=== 文書の抜粋 ===

====================

「新型コロナウイルス感染症による雇用維持への配慮」を厚生労働省が要請

厚生労働省は2020年4月、新型コロナウイルス感染症に対する状況を踏まえ、関係事業団体に雇用維持に対する配慮を行うよう、総務大臣や文部科学大臣他、関係大臣との連名で要請した。同時に中小企業の事業継続と労働者の雇用継続を目的とし、大規模な経済対策を講じるとしている。

雇用状況の悪化を懸念し、労働者への配慮を要請

新型コロナウイルス感染症の拡大による影響は大きく、人やモノの動きが停滞することで生じる経済損失は、甚大なものとなることが予測されている。中小企業を中心に、事業活動の縮小を余儀なくされている事業所も存在するなか、非正規雇用労働者および新卒採用予定者などは特にその影響を受けやすく、内定取り消しや契約の打ち切りなどが相次いでいる。


これらの状況を踏まえ、政府はGDPの2割に当たる108兆円規模の経済対策を講じることを決定。また、関係事業団体に向けて労働者の雇用維持等、急激な事業変動の影響を最小限にとどめるための要請を、厚生労働省と各関係大臣らの連名で発表した。

====================

=== 元データ ===
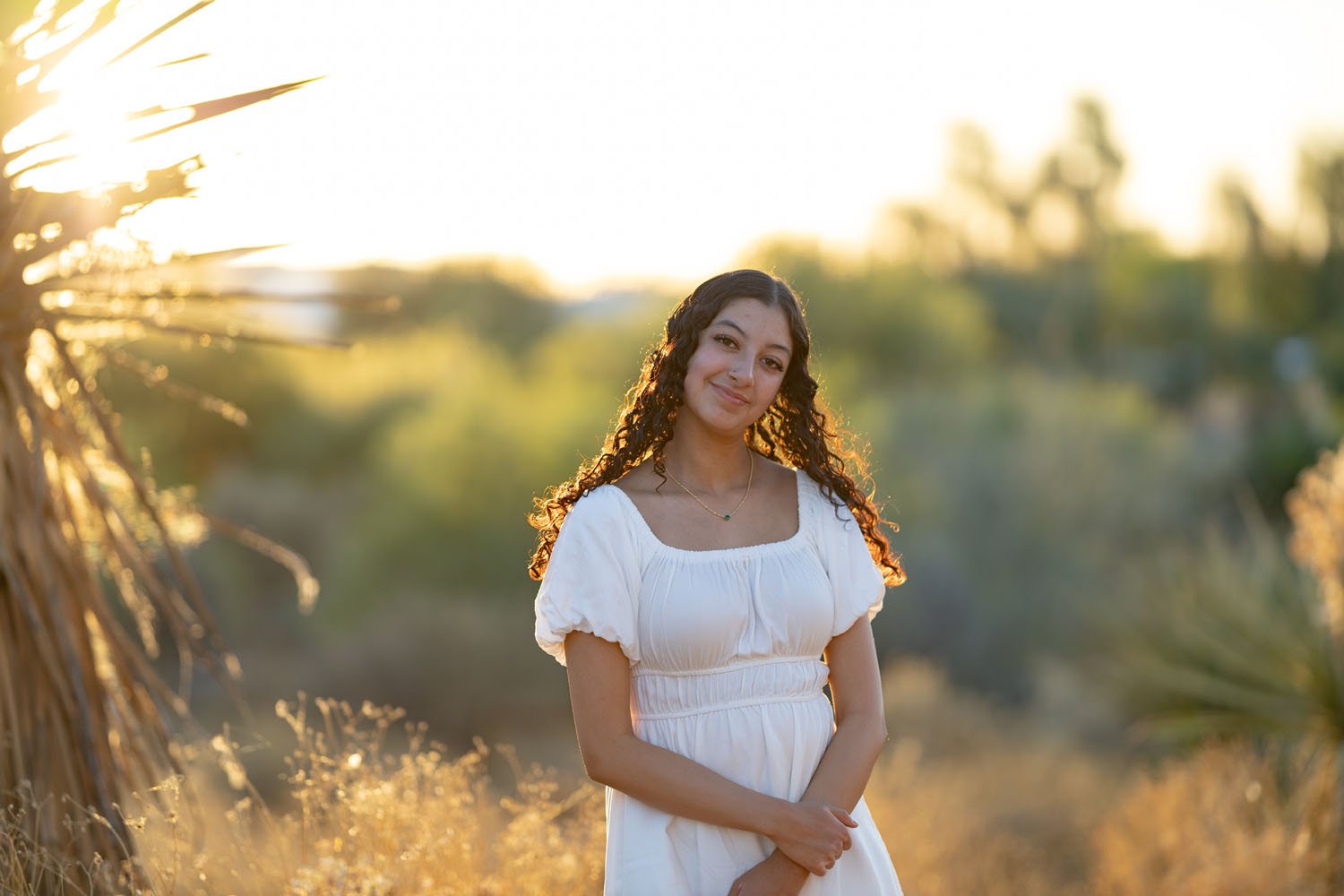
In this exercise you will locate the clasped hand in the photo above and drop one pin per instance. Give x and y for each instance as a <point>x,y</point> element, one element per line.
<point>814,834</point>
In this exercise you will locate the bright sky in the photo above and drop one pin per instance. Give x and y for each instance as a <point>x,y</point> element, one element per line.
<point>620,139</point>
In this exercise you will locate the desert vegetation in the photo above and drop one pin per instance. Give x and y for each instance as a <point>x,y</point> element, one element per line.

====================

=== 指示内容 ===
雇用維持の要請に関する記事のうち、「雇用状況の悪化を懸念し、労働者への配慮を要請」から始まり「打ち切りなどが相次いでいる。」で終わる部分を、「非正規雇用労働者」を「パートタイム労働者」に置き換えて書き直してください。

=== 出力 ===
雇用状況の悪化を懸念し、労働者への配慮を要請

新型コロナウイルス感染症の拡大による影響は大きく、人やモノの動きが停滞することで生じる経済損失は、甚大なものとなることが予測されている。中小企業を中心に、事業活動の縮小を余儀なくされている事業所も存在するなか、パートタイム労働者および新卒採用予定者などは特にその影響を受けやすく、内定取り消しや契約の打ち切りなどが相次いでいる。